--- Exercise passage ---
+-------+
Alex Hems: Head's Blog January 20 and VIDEO of Welcome Address to parents
Dear parents and guardians
Well it is hard to believe that we have only just come to the end of the first full week of term. It was a great pleasure to meet so many parents at the Meet the Head event last Thursday. I have felt very warmly welcomed by the St George’s community and am enjoying beginning to get to know girls, parents and staff better.
For those of you who were unable to attend my Welcome Address, click on the following for a video of Alex Hems' Welcome Address to Parents, or click on the video play button at the bottom of this post. Video 10 mins.
The U5s have nearly finished their mock exams, and it has been very good to see how calmly they have gone about the process, which bodes well for the summer exam season. The Upper Sixth will move into the hall to start their exams as soon as the U5 finish. Work done at this stage will pay enormous dividends in the summer. May and June might seem a long way off at the moment but teaching time passes very quickly from this point onwards.
+-------+
--- Dataset records ---
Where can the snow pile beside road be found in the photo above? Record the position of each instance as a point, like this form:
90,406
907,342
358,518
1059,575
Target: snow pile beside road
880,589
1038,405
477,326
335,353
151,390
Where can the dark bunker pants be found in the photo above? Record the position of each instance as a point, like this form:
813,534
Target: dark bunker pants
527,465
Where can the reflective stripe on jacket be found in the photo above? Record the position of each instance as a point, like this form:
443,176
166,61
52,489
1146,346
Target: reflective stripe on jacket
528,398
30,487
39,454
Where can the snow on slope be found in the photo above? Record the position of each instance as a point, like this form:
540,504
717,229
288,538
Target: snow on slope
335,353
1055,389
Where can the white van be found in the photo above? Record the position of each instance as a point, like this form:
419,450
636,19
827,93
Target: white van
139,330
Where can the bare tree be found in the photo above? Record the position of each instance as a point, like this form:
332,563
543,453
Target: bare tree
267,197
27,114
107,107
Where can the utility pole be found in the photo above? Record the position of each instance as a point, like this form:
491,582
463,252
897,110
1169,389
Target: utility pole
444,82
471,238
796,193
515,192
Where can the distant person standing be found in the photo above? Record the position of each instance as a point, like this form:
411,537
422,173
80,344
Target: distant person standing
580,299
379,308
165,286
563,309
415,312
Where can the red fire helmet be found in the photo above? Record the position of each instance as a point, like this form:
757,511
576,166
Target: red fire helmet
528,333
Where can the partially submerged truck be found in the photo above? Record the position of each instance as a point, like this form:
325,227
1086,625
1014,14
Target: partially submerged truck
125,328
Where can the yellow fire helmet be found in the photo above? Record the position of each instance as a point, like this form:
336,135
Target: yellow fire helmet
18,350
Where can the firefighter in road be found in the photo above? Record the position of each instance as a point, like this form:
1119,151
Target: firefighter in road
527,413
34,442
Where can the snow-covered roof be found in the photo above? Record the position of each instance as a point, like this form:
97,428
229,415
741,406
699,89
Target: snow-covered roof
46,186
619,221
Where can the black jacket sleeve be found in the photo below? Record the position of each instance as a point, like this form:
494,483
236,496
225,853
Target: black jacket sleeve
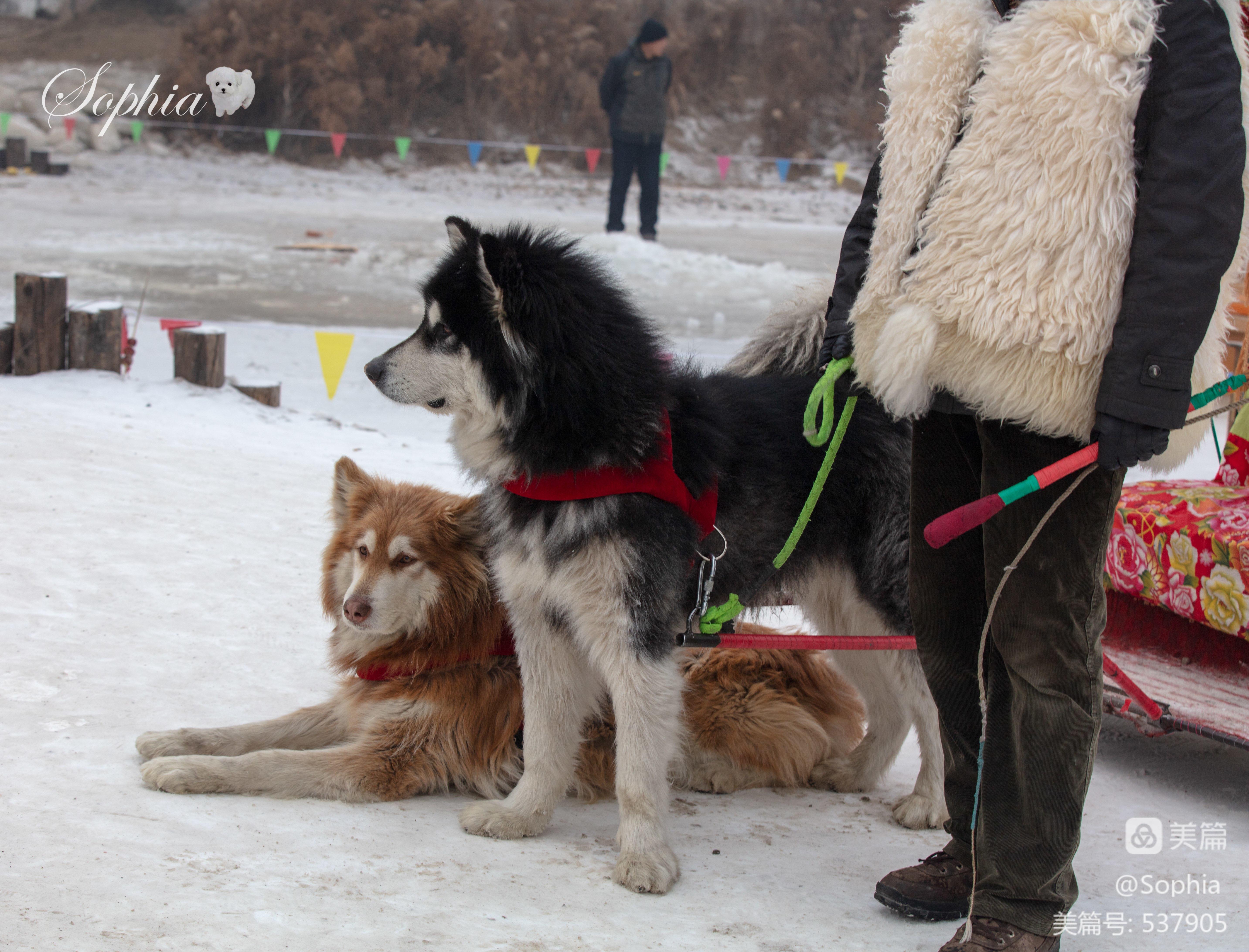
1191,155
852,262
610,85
+-------+
--- Exercise goal ---
Can you pick up the head's January blog post to parents right after its final sentence and continue it?

--- Response area ---
Last Friday we welcomed exchange visitors from Germantown Friends School in Philadelphia who are staying with four members of our Upper 4. This is the school's longest standing exchange programme, dating back over 40 years. Immersing oneself in another culture for four weeks, attending school and settling in to family life several thousand miles from home is both a wonderful opportunity and potentially a significant challenge to a young person. There is no doubt that our visitors will have grown and changed by the time they return home, as will their St George's counterparts when they travel out to America later in the year. The breadth of the international education programme here at St George's is most unusual; by pushing themselves beyond their immediate comfort zone at a young age, and also by acting as hosts, the girls develop resilience and empathy which will remain with them for life. In the future they may well compete for jobs in a global marketplace so these experiences will be invaluable to them. Our visitors in turn bring with them an insight into a different culture and new perspectives which rub off on the whole school.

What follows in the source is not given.